What you will do:
State how many lines of the data below contain the word "background". Reply with the number only.

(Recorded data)
◇ ◇ ◇ ◇

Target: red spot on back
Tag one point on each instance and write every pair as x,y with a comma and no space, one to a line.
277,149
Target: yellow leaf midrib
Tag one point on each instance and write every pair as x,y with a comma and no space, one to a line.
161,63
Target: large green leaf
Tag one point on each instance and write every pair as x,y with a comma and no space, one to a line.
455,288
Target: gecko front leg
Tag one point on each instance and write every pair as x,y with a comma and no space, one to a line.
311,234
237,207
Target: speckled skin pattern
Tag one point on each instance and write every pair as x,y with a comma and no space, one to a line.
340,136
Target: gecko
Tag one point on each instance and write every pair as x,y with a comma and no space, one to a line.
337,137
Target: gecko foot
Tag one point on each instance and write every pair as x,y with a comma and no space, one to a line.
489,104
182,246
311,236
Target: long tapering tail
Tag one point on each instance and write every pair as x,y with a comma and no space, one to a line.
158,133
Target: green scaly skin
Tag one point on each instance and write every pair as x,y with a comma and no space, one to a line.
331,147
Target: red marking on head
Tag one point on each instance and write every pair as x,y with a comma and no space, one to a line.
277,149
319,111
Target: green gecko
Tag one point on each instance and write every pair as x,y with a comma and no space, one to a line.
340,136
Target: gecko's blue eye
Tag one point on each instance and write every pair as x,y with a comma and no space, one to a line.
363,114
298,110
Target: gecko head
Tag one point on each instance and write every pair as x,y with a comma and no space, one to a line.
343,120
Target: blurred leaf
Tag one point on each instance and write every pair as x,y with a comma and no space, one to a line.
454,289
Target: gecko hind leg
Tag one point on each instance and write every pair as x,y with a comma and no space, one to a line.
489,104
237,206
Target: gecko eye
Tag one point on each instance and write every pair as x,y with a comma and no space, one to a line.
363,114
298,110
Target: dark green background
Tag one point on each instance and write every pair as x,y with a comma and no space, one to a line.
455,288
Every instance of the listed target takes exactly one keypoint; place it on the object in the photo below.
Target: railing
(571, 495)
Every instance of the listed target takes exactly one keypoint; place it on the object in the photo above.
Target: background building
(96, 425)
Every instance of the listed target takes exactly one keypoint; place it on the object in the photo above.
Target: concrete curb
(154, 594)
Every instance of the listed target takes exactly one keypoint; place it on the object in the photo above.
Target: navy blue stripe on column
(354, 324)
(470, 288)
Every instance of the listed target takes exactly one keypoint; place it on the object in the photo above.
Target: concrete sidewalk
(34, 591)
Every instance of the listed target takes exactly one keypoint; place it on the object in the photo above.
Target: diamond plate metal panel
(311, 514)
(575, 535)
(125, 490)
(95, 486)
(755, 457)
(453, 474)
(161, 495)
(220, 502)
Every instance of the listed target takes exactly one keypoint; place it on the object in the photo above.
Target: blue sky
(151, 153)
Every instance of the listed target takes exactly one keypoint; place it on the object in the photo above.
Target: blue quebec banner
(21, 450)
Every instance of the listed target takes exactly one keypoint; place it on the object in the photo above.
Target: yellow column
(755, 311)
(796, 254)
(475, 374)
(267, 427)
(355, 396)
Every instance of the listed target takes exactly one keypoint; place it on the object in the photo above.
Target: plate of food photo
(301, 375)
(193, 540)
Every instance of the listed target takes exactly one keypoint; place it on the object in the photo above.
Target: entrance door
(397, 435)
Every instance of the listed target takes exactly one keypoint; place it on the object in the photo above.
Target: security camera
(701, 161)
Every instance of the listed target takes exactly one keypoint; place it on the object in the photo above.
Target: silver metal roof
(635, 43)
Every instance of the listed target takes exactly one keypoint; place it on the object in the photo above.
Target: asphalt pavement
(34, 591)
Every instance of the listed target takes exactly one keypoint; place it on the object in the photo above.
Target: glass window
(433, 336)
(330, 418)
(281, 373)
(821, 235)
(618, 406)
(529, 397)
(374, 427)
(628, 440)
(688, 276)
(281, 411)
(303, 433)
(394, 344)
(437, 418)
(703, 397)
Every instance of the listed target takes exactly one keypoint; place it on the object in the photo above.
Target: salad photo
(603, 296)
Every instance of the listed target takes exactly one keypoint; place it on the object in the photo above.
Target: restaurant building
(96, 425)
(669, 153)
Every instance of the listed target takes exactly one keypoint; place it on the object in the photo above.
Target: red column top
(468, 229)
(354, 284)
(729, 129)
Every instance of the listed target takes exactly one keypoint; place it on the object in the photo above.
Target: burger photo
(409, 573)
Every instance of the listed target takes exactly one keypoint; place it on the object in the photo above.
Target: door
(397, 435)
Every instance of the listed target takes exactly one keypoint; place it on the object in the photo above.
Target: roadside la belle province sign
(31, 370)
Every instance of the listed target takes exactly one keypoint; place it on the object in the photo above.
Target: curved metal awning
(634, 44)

◇ ◇ ◇ ◇

The output:
2